▶ [What to work on] Scale the records below from the line containing "I would be grateful if you could indicate the sun rays" through the end of the records, and give only those lines, requests included. Multiply every marker coordinate in the answers by 0.65 and round to whole numbers, halves up, leaving the numbers in the requests and their sample formats unchanged.

▶ [Extracted data]
= = = = =

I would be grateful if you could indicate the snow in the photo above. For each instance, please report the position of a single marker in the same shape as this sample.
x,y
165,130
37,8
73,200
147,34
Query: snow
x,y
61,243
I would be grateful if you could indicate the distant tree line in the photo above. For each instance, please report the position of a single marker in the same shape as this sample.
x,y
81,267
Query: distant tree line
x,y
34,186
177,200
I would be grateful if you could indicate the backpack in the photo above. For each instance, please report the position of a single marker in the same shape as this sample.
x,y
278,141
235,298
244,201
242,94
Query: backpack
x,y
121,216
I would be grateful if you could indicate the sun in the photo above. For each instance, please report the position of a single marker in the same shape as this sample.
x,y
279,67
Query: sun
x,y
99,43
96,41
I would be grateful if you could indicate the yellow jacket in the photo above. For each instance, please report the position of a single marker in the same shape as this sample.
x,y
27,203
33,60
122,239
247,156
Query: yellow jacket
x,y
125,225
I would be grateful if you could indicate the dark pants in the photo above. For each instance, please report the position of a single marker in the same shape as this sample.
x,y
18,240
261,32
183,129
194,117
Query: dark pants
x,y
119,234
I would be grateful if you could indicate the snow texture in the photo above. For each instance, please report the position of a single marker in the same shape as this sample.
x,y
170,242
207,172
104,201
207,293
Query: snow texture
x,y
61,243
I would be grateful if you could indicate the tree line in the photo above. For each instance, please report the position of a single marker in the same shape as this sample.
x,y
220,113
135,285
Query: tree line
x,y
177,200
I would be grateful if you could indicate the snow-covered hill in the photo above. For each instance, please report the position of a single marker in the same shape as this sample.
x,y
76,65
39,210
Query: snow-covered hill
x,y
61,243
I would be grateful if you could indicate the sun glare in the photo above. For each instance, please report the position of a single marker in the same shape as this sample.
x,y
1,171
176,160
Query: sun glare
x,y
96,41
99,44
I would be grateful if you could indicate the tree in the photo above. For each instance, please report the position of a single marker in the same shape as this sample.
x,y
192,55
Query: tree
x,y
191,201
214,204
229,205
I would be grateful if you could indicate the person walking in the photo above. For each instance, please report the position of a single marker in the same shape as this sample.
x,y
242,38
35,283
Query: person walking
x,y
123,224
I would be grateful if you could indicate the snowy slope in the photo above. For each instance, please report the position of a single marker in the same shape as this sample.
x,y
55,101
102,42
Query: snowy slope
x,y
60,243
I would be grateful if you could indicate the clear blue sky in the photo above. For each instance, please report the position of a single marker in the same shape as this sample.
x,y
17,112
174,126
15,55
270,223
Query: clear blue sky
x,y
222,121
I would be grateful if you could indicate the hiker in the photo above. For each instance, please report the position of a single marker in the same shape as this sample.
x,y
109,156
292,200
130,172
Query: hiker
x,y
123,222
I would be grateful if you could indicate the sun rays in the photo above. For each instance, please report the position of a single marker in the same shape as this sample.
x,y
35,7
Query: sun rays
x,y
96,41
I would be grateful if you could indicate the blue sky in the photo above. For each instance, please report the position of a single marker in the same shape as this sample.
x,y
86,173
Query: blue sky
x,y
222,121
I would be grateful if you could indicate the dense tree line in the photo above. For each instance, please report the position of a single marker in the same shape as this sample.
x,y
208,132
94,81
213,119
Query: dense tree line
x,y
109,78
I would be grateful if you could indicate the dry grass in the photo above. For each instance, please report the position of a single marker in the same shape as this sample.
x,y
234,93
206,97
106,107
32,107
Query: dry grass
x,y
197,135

= = = = =

▶ [Expected output]
I would be grateful if you could indicate the sun rays in the photo above. For each instance, please report the position of a single marker in the same shape as this sample.
x,y
35,7
Query: sun rays
x,y
62,27
I would be grateful if you could indicate the blue sky in the photo above. For each instance, please report the position of a single marker in the same shape as this sample.
x,y
86,173
Query: blue sky
x,y
144,79
I would be grateful if you could indicate the dense tree line in the photo above. For each instance, please report the position of a single marker in the same shape as this sample.
x,y
208,132
94,81
213,119
Query: dense tree line
x,y
71,51
I would be grateful if you could indicate the dry grass in the photo above. For each instance, please report the position of a single marker in the same shape as this sample.
x,y
234,93
206,97
106,107
32,107
Query: dry grass
x,y
128,88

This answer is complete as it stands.